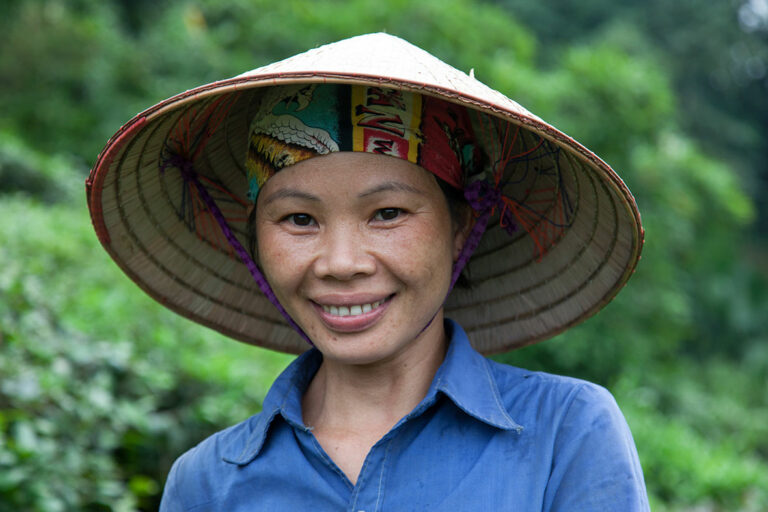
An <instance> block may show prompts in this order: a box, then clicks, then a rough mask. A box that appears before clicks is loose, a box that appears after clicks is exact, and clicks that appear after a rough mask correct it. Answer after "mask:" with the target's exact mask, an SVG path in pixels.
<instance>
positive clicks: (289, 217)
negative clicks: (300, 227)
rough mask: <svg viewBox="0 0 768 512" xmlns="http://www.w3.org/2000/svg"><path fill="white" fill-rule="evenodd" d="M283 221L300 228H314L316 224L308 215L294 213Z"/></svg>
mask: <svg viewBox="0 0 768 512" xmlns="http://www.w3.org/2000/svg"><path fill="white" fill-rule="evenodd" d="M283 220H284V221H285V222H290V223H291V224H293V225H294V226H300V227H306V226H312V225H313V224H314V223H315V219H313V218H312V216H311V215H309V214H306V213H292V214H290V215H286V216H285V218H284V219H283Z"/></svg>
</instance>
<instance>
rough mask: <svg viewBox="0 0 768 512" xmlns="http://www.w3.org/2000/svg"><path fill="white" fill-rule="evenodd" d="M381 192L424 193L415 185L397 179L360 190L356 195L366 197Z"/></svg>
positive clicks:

════════

Action item:
In the listing above, find the line holding "positive clicks: (289, 217)" and the line holding "negative clicks: (300, 227)", then output those two lines and every line between them exactly.

Problem solution:
positive clicks: (289, 217)
negative clicks: (300, 227)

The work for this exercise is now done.